Text excerpt ::
Maja's world is filled with drama. Her parents, both highly educated academics, are exiles from Castro's Cuba who embrace London as a place for second chances, but cling to their Spanish and African roots. Her young mother is highly religious and blends Catholicism with Santeria (an African-Cuban religion), while her elderly father is seemingly an atheist. Thus, there is no surprise when her parents clash over religion and their disagreement lasts through the majority of the book. Her best friend, Amy Eleni, is a white lesbian who faces challenges dealing with her sexuality. Maja also deals with her unplanned pregnancy, her burgeoning singing career, her bohemian, film-maker boyfriend and a younger brother who is struggling to come of age as a black man in a Westernized London.

Oyeyemi writes angst into Maja's character with a longing for Cuba and her ancestors there. There was an attempt to draw parallels between the London-based Maja and the Lagos-based Aya; the Amy in Maja's world and an Ami in Aya's world -- but the symbolisms and allegories were quickly lost with this reader. It got to a point (midway in the novel) where I felt I needed to reread passages for clarity and understanding, but at that point, I could really care less about the characters and persevered through the narrative just to get through the story.

Data lines ::

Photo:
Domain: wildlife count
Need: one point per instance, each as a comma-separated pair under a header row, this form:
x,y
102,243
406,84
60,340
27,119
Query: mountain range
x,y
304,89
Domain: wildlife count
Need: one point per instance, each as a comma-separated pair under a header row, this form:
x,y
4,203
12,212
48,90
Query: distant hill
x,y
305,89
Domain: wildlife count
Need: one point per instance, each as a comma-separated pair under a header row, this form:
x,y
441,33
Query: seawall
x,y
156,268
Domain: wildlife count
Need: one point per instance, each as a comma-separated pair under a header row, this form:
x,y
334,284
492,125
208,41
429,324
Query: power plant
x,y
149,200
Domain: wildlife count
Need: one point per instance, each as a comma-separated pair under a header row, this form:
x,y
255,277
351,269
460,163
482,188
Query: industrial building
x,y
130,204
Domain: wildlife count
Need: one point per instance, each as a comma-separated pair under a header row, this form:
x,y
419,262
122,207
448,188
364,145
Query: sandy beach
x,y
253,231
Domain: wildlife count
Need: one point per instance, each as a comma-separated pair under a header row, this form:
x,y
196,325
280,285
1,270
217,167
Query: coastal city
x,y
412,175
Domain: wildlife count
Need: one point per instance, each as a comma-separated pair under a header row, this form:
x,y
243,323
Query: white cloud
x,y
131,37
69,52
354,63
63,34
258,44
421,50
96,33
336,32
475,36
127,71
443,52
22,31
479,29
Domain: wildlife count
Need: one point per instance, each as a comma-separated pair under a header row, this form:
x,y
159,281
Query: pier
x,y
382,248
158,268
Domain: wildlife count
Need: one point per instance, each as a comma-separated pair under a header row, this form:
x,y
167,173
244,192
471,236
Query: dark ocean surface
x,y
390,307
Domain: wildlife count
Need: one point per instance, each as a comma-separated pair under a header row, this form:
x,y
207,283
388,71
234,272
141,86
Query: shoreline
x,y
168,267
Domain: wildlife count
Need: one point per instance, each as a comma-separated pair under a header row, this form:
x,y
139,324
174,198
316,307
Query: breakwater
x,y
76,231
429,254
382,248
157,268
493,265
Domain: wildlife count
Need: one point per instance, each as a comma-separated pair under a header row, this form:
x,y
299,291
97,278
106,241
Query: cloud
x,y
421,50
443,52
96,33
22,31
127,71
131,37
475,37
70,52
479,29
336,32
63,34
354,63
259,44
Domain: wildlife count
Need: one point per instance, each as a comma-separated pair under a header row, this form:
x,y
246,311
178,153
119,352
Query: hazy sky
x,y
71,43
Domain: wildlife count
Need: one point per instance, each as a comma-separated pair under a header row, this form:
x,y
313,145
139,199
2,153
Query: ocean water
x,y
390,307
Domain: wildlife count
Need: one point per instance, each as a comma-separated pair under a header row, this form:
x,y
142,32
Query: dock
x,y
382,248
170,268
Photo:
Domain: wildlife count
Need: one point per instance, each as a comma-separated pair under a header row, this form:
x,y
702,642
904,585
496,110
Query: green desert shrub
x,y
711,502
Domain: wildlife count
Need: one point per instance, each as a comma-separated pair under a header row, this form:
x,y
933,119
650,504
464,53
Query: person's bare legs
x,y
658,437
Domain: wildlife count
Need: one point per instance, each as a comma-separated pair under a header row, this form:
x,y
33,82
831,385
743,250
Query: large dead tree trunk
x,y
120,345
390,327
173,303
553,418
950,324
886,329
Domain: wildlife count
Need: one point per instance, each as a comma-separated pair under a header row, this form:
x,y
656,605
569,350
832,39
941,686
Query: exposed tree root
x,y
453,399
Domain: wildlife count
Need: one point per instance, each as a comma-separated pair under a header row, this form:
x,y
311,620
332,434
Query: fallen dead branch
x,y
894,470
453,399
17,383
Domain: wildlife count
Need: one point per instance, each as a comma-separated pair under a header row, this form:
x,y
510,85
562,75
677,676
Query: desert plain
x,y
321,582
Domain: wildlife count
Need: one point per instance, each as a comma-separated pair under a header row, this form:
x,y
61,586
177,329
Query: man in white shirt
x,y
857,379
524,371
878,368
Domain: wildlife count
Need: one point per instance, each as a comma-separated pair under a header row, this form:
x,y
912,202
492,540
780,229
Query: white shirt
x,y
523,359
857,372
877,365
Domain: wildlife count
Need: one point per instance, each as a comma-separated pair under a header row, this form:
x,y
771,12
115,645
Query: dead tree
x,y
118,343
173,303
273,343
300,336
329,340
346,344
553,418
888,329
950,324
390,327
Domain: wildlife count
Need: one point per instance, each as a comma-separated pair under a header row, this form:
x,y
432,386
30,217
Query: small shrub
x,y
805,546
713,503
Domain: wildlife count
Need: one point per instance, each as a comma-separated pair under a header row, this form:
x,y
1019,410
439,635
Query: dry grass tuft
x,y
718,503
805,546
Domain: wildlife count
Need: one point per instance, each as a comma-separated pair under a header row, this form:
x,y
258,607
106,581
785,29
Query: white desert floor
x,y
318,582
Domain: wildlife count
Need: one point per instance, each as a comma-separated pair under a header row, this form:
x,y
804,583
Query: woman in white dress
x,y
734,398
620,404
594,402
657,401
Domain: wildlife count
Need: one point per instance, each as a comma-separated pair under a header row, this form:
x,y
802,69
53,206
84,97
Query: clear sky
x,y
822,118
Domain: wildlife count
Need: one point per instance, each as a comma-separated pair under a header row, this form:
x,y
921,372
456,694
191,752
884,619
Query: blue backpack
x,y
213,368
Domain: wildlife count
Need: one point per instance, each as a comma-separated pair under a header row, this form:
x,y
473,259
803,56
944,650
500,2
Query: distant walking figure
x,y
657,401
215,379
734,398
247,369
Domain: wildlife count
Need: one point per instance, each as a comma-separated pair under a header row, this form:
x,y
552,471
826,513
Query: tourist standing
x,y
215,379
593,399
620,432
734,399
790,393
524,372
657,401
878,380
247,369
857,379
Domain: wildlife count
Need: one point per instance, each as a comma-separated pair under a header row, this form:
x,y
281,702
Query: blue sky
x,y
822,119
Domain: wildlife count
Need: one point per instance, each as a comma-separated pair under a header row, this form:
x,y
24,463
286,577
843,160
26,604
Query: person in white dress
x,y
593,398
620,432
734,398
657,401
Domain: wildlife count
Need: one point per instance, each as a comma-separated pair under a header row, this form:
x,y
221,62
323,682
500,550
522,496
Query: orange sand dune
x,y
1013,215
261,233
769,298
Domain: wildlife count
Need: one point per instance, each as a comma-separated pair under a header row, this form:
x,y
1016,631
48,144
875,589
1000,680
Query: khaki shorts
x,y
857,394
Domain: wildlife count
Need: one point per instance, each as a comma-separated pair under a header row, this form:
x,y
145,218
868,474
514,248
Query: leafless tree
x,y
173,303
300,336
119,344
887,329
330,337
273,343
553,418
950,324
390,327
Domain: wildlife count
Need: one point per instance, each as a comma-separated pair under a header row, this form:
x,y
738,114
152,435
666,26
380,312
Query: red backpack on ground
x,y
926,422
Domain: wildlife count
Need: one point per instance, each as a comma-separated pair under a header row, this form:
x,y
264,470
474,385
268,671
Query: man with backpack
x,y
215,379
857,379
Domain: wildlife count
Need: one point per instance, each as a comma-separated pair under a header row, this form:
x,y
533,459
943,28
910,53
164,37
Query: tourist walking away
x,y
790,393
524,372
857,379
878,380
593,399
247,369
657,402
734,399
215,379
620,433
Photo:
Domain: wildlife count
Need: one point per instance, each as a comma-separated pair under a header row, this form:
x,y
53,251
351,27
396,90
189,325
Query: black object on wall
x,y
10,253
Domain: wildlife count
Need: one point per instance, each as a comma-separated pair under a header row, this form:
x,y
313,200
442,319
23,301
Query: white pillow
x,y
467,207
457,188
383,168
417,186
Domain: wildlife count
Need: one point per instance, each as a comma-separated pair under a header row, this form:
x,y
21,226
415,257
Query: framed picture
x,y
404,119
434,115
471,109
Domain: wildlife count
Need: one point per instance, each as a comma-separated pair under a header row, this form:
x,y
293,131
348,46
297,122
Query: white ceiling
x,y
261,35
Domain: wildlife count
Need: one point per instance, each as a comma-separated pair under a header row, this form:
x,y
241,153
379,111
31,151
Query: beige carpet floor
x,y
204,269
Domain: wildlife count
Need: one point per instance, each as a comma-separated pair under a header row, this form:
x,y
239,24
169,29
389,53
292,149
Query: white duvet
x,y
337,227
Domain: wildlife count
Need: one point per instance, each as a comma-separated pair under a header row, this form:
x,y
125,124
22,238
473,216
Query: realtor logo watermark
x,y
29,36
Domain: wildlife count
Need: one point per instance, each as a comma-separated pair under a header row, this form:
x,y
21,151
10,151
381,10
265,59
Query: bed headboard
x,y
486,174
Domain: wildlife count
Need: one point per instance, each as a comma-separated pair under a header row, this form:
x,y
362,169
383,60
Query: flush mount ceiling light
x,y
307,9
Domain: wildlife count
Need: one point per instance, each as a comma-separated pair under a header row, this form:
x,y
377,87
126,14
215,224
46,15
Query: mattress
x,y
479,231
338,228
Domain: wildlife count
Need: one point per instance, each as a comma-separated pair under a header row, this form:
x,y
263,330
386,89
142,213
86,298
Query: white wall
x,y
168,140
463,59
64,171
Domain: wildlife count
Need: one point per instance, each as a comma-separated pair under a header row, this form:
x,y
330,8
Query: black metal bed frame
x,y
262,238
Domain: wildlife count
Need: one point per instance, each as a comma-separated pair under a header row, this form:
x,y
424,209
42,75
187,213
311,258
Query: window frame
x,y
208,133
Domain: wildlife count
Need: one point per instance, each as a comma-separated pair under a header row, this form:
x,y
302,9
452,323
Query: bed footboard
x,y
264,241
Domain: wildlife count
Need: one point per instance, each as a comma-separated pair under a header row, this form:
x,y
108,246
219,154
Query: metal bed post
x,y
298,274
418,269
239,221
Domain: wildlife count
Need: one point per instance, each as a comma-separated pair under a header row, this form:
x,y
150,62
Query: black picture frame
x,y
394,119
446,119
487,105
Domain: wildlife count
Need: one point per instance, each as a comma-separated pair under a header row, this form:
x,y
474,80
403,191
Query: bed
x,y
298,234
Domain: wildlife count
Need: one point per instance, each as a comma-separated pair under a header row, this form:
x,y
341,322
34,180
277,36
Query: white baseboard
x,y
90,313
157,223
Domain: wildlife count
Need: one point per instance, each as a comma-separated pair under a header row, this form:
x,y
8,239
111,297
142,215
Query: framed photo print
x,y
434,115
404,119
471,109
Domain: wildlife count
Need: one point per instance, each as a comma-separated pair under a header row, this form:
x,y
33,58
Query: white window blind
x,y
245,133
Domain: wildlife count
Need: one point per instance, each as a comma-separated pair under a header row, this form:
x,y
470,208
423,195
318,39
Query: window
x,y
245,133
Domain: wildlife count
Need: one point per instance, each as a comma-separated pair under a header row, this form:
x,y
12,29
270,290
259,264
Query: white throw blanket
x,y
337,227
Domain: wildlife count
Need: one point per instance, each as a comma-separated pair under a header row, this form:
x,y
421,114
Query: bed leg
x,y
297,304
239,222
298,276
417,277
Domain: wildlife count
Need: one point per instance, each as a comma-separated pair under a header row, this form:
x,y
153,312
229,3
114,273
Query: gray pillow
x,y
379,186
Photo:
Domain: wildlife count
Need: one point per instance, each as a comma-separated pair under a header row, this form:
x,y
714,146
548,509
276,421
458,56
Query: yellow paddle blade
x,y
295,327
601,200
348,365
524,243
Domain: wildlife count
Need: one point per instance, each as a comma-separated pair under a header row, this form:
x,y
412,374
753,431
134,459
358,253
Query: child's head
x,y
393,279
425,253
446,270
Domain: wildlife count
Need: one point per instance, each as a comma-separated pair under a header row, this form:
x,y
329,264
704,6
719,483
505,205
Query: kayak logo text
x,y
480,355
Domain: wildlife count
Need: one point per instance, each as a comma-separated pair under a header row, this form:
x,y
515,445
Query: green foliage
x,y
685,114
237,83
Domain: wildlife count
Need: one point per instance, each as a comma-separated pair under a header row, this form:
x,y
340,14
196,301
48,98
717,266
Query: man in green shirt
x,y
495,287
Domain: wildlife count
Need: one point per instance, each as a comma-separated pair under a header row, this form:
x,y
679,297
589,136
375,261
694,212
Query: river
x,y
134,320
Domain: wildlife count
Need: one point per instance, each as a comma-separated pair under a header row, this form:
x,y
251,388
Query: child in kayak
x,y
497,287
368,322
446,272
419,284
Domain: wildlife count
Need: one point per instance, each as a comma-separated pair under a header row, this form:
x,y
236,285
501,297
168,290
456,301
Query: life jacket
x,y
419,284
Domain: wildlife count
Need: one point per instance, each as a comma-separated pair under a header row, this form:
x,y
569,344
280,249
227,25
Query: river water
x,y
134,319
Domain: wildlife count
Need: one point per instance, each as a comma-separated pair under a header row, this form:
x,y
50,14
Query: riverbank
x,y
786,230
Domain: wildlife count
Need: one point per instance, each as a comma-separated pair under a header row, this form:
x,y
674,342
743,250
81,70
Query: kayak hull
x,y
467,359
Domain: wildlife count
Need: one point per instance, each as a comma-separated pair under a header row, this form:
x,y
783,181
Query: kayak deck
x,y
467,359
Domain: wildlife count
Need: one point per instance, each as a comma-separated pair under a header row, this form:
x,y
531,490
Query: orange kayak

Exercise tasks ::
**1)** Write down the part of the novel review that opens with the words containing "Maja's world is" and closes with "a Westernized London.", copying it word for word.
**2)** Carry the novel review forward from the point where it stops.

Answers below ::
**1)**
Maja's world is filled with drama. Her parents, both highly educated academics, are exiles from Castro's Cuba who embrace London as a place for second chances, but cling to their Spanish and African roots. Her young mother is highly religious and blends Catholicism with Santeria (an African-Cuban religion), while her elderly father is seemingly an atheist. Thus, there is no surprise when her parents clash over religion and their disagreement lasts through the majority of the book. Her best friend, Amy Eleni, is a white lesbian who faces challenges dealing with her sexuality. Maja also deals with her unplanned pregnancy, her burgeoning singing career, her bohemian, film-maker boyfriend and a younger brother who is struggling to come of age as a black man in a Westernized London.

**2)**
Honestly, if this were not a review book, I doubt if I would have had the interest and patience to finish the book. The author's writing style requires great patience on the reader's part and I found myself growing weary with the scene changes and the transitions from "reality" to the mystical "opposite" world where the story is carried in lyrical, symbolic prose (that I struggled to decipher). Initially, I was interested in Maja's world, but it quickly waned about a quarter into the book when the plot seemed to fizzle. I also really tried to connect with Aya's story, but failed miserably. The other characters (save Amy Eleni) offered nothing solid to support the plot or move the story forward. At the end of the novel, I felt no closure and was scratching my head and wondering what I had just read.

This was my first read with the author. I heard and read the rave reviews about her debut, The Icarus Girl, but never got a chance to read it. When I read the premise behind this novel, I was excited and so very much wanted to enjoy it; however, I was somewhat disappointed with the book as a whole. On a positive note, the author was successful in covering the cross-cultural aspects and I gave her credit for creativity and educating the reader about challenges of immigrants and differing views on the African Diaspora; thus the "3" rating. I am willing to read her debut and hope it will prove to be a better read for me.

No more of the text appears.